_Task to carry out_. Go through the listing below and copy out each line that contains the word "folding", keeping every such line unchanged.

::: Provided material

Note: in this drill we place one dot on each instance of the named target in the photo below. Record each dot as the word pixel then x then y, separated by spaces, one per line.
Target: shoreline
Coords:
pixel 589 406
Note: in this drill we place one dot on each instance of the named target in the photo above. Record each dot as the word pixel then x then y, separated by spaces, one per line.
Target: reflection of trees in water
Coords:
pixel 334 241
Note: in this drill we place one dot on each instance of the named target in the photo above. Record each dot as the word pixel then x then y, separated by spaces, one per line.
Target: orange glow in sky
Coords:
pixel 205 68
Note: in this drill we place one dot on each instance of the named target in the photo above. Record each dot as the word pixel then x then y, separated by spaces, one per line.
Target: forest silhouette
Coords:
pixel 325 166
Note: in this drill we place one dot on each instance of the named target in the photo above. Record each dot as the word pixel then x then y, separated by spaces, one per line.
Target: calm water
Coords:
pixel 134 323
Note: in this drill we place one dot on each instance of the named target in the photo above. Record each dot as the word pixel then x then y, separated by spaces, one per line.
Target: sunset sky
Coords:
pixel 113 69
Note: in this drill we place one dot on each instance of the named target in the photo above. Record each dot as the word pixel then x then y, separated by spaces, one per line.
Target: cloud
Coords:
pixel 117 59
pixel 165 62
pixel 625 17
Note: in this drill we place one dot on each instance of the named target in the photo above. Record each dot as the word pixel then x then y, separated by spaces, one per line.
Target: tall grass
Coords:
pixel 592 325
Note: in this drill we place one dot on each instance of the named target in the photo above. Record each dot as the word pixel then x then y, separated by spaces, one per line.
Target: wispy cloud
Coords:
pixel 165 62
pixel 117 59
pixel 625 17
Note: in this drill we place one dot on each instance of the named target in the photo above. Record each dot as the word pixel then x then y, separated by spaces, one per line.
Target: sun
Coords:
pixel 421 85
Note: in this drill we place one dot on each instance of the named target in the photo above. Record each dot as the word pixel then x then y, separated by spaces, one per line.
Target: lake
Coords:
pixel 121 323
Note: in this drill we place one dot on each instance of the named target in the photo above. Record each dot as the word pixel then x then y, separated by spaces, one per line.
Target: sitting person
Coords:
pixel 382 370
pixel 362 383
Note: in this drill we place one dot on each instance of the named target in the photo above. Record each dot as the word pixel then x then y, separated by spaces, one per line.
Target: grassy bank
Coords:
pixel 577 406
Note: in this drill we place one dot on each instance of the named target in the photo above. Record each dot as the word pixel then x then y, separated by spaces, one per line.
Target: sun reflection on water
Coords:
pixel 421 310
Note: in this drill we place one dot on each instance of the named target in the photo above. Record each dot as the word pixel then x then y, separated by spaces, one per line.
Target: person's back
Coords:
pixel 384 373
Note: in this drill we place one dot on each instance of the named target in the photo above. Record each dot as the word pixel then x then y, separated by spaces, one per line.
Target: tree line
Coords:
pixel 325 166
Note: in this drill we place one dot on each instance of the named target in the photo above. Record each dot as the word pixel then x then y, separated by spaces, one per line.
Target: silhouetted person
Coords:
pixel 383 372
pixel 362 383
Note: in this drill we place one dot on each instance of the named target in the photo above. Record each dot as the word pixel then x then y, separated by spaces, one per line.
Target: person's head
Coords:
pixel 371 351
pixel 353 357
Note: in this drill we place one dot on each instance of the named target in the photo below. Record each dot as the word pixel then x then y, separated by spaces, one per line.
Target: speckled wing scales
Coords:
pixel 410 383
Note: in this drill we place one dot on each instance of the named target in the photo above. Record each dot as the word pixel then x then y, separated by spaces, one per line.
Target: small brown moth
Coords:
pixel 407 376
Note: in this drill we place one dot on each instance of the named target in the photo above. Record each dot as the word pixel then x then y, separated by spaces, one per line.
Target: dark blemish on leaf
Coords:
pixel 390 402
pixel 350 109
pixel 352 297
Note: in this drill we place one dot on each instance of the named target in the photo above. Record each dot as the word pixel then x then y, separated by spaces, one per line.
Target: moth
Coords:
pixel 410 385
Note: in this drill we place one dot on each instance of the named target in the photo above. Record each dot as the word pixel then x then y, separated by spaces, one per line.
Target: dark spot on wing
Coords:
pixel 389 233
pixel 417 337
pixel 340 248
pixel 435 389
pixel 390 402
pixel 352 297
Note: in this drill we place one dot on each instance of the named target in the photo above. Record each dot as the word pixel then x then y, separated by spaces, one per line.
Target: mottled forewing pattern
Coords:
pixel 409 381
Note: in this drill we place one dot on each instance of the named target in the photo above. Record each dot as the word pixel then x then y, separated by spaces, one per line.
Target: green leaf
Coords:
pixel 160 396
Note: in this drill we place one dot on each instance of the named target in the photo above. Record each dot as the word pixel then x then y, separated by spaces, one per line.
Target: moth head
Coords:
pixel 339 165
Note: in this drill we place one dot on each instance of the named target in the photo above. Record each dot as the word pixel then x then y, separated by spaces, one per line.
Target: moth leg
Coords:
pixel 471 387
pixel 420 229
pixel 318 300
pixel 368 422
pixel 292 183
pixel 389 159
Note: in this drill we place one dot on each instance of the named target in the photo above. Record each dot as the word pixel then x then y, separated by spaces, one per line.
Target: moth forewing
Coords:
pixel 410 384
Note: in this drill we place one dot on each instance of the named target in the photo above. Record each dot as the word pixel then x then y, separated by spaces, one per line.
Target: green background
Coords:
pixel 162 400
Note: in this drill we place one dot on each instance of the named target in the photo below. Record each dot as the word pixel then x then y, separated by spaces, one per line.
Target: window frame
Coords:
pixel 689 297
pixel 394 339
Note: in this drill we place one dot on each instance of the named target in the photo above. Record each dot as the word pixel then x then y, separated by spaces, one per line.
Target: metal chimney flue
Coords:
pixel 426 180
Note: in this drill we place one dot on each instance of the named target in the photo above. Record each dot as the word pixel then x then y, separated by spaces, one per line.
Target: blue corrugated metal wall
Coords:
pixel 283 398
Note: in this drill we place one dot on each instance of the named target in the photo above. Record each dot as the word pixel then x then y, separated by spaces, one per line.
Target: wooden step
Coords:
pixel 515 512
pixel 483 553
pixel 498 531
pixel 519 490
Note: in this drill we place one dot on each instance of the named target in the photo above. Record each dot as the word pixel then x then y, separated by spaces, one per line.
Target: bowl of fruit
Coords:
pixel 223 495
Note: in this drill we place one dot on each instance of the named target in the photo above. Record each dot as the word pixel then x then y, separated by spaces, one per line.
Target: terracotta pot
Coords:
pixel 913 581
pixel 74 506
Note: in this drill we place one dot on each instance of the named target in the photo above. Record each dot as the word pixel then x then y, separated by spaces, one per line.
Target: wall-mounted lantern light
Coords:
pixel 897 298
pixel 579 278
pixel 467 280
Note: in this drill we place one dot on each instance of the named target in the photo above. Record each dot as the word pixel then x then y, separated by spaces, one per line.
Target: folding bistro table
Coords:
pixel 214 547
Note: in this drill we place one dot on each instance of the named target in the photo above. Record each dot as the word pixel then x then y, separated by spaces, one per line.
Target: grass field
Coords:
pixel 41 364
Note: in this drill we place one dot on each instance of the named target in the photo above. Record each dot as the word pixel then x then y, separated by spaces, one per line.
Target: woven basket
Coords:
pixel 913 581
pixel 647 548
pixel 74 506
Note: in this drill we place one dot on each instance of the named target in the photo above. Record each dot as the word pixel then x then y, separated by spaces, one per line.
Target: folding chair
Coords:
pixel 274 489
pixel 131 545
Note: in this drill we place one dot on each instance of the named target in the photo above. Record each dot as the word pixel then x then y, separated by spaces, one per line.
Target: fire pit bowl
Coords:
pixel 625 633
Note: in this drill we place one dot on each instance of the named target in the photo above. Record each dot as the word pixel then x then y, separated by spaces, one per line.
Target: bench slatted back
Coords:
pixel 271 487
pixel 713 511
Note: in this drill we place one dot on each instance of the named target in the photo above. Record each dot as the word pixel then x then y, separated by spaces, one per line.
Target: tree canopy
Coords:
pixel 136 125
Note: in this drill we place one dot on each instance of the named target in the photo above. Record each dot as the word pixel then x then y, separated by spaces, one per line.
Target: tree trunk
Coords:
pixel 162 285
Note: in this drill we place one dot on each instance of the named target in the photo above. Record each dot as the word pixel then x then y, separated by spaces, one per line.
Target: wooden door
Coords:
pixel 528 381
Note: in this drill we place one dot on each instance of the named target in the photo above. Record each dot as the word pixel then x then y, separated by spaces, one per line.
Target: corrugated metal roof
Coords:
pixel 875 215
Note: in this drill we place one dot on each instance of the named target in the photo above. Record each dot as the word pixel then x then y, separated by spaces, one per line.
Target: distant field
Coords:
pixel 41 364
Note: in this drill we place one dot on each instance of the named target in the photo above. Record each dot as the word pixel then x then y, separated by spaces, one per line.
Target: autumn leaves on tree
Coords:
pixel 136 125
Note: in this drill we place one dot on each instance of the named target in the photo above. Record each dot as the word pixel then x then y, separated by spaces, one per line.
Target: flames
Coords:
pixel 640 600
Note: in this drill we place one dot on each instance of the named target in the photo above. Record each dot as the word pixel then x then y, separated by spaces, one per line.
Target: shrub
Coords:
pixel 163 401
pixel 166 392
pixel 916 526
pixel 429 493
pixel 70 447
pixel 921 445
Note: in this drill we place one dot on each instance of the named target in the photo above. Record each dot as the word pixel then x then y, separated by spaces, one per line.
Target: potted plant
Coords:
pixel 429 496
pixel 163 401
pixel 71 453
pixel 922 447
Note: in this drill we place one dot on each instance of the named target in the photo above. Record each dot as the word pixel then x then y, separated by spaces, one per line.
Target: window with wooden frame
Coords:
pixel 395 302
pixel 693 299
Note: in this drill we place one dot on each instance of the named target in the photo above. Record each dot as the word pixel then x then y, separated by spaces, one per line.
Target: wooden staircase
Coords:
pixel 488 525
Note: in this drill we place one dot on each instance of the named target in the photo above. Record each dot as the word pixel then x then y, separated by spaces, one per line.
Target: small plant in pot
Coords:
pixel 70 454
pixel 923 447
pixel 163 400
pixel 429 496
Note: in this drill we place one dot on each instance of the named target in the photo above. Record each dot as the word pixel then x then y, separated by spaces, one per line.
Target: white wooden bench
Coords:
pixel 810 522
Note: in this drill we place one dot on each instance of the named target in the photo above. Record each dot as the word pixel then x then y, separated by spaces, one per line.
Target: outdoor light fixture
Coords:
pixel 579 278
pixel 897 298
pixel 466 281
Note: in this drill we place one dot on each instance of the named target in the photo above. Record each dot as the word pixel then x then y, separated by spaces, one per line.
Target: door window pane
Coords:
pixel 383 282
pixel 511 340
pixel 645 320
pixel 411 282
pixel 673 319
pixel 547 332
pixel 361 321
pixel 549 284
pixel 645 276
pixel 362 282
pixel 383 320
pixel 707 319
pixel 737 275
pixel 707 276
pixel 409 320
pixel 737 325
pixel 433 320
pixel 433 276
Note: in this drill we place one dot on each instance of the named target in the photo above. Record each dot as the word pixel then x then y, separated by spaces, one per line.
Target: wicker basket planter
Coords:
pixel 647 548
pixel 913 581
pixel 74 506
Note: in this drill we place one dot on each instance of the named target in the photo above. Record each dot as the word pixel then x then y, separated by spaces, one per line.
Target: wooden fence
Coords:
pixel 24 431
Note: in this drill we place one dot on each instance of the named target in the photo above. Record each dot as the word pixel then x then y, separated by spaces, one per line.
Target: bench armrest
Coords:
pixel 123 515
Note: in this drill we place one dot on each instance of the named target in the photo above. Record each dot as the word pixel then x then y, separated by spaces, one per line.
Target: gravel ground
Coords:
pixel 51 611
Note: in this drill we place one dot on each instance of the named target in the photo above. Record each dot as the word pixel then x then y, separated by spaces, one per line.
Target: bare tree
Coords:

::::::

_Solved exercise_.
Target: folding bistro table
Target: folding chair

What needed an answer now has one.